#### Your instructions
Rewrite the listing below with "Put a point on each one" changed to "Mark every one with a point" everywhere it occurs, keeping every other line and word the same.

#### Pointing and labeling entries
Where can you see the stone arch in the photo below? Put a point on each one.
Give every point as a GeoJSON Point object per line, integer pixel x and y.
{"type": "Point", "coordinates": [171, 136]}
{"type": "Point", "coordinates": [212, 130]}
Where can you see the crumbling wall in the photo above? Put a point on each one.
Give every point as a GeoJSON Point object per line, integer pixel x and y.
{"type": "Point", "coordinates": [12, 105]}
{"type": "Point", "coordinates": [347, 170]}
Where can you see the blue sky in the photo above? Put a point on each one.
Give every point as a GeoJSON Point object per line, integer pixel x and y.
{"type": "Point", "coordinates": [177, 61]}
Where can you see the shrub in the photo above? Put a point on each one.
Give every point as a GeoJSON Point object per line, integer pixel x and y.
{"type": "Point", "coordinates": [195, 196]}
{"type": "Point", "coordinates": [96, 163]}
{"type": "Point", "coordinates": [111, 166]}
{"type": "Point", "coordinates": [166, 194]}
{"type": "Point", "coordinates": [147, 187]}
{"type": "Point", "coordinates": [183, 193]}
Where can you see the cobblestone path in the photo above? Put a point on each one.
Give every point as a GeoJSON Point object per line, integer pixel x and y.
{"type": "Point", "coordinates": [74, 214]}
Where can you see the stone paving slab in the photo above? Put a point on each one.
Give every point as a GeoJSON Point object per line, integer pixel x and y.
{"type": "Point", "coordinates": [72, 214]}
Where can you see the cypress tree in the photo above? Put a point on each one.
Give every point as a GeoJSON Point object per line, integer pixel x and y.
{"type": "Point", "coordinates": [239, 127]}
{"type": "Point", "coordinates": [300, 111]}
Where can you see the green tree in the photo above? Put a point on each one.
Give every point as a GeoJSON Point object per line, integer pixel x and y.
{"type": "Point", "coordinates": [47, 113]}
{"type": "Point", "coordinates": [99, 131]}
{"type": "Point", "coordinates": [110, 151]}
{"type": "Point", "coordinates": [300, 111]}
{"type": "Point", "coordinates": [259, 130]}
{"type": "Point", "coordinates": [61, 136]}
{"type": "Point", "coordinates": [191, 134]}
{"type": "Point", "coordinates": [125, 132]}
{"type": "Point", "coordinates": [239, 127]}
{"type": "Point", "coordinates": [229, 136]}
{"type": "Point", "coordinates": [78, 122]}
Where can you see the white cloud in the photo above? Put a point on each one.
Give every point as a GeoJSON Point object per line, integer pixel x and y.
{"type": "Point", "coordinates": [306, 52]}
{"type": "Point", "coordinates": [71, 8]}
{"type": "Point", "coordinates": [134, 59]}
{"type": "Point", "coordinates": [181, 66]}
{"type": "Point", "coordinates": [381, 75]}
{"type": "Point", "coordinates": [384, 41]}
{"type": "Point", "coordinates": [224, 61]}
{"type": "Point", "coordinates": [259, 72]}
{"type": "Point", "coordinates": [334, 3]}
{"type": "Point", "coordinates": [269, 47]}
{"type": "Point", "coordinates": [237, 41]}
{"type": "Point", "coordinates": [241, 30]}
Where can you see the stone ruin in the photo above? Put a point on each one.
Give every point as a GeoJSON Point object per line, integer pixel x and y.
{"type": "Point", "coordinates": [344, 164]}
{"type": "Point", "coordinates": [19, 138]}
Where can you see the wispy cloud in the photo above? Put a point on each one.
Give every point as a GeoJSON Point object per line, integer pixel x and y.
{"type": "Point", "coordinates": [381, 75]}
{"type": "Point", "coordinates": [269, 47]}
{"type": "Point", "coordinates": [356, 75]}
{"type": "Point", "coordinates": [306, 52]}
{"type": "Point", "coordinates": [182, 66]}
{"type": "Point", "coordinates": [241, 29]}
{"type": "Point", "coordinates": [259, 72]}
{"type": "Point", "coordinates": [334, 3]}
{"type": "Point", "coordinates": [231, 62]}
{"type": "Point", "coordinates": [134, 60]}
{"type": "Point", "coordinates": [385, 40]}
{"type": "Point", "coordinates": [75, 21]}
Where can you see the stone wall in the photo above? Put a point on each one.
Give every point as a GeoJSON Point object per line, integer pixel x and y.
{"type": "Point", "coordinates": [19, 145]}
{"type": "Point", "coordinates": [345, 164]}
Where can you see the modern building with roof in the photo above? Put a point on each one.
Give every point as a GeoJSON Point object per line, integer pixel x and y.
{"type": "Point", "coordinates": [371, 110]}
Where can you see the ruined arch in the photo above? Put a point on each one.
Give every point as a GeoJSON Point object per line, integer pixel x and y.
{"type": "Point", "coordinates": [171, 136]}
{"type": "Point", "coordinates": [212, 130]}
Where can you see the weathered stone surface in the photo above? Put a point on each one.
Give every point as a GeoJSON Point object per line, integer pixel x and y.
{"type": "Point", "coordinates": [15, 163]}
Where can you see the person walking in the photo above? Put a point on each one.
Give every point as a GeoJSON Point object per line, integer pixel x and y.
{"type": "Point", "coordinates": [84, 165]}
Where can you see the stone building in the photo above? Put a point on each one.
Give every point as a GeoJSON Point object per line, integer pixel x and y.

#### Full answer
Where can you see the stone arch in the photo below? Mark every one with a point.
Give every point as a GeoJSON Point object per line, integer pixel x and y.
{"type": "Point", "coordinates": [171, 136]}
{"type": "Point", "coordinates": [212, 130]}
Where can you see the crumbling wall in the photo above? Mark every one with a point.
Give every point as a GeoJSON Point object per line, integer pixel x and y.
{"type": "Point", "coordinates": [12, 105]}
{"type": "Point", "coordinates": [347, 170]}
Where can you see the blue sky in the photo above? Mark every one with a point.
Give every point as a GeoJSON Point object per line, integer pixel x and y.
{"type": "Point", "coordinates": [177, 61]}
Where can you see the shrub in the photo above? Mark every one with a point.
Give every point as a GeoJSON Point object per line, integer pixel x and y.
{"type": "Point", "coordinates": [195, 196]}
{"type": "Point", "coordinates": [96, 163]}
{"type": "Point", "coordinates": [111, 166]}
{"type": "Point", "coordinates": [166, 194]}
{"type": "Point", "coordinates": [147, 187]}
{"type": "Point", "coordinates": [183, 193]}
Where can you see the cobblestone path in the photo above? Mark every one with a point.
Give every point as a GeoJSON Point object per line, integer pixel x and y.
{"type": "Point", "coordinates": [74, 214]}
Where can you see the stone paving slab in the photo above? Mark every one with a point.
Give every point as a GeoJSON Point object per line, integer pixel x and y.
{"type": "Point", "coordinates": [72, 214]}
Where can you see the cypress tree in the photo above? Mark every one with a point.
Give every point as a GeoJSON Point object per line, integer pixel x and y.
{"type": "Point", "coordinates": [239, 127]}
{"type": "Point", "coordinates": [300, 111]}
Where can you see the green tree in the photo above? Mark every one with a point.
Give every point as a GeoJSON Point object per line, integer pixel x and y.
{"type": "Point", "coordinates": [47, 113]}
{"type": "Point", "coordinates": [99, 131]}
{"type": "Point", "coordinates": [110, 151]}
{"type": "Point", "coordinates": [300, 111]}
{"type": "Point", "coordinates": [259, 130]}
{"type": "Point", "coordinates": [61, 136]}
{"type": "Point", "coordinates": [191, 134]}
{"type": "Point", "coordinates": [125, 132]}
{"type": "Point", "coordinates": [239, 127]}
{"type": "Point", "coordinates": [229, 136]}
{"type": "Point", "coordinates": [78, 122]}
Where can you see the white cloud in the photo above? Mark every one with a point.
Give every point as a GeoJSON Point object per line, integer pixel x and y.
{"type": "Point", "coordinates": [306, 52]}
{"type": "Point", "coordinates": [71, 8]}
{"type": "Point", "coordinates": [134, 59]}
{"type": "Point", "coordinates": [181, 66]}
{"type": "Point", "coordinates": [381, 75]}
{"type": "Point", "coordinates": [384, 41]}
{"type": "Point", "coordinates": [224, 61]}
{"type": "Point", "coordinates": [259, 72]}
{"type": "Point", "coordinates": [334, 3]}
{"type": "Point", "coordinates": [269, 47]}
{"type": "Point", "coordinates": [237, 41]}
{"type": "Point", "coordinates": [241, 30]}
Where can you see the stone ruin in the photo above? Mark every one with a point.
Give every point as a GeoJSON Point object per line, integer pixel x and y.
{"type": "Point", "coordinates": [344, 164]}
{"type": "Point", "coordinates": [19, 138]}
Where can you see the wispy cloud in the photo above? Mark every one with a point.
Give every point as a GeoJSON Point object per line, integer pixel x and y.
{"type": "Point", "coordinates": [381, 75]}
{"type": "Point", "coordinates": [269, 47]}
{"type": "Point", "coordinates": [356, 75]}
{"type": "Point", "coordinates": [306, 52]}
{"type": "Point", "coordinates": [182, 66]}
{"type": "Point", "coordinates": [241, 29]}
{"type": "Point", "coordinates": [259, 72]}
{"type": "Point", "coordinates": [334, 3]}
{"type": "Point", "coordinates": [231, 62]}
{"type": "Point", "coordinates": [134, 60]}
{"type": "Point", "coordinates": [385, 40]}
{"type": "Point", "coordinates": [75, 21]}
Where can you see the stone wall in the photo above? Mark every one with a point.
Give every point as a GeoJSON Point object per line, integer pixel x and y.
{"type": "Point", "coordinates": [19, 145]}
{"type": "Point", "coordinates": [345, 164]}
Where can you see the modern building with roof in the photo above? Mark every one with a point.
Give every point as a GeoJSON Point object per line, integer pixel x and y.
{"type": "Point", "coordinates": [371, 110]}
Where can you see the ruined arch in the photo above? Mark every one with a point.
Give every point as a GeoJSON Point object per line, integer pixel x and y.
{"type": "Point", "coordinates": [171, 136]}
{"type": "Point", "coordinates": [212, 130]}
Where can you see the weathered stone surface in the photo above? Mark every one with a point.
Give every point as a GeoJSON Point object per line, integer pixel x and y.
{"type": "Point", "coordinates": [15, 163]}
Where can you see the person walking in the photo above? Mark every one with a point.
Give every point as a GeoJSON Point object per line, integer pixel x and y.
{"type": "Point", "coordinates": [84, 165]}
Where can you see the stone building in the photo above? Mark every one with a point.
Give every point as a GeoJSON Point object per line, integer pixel x and y.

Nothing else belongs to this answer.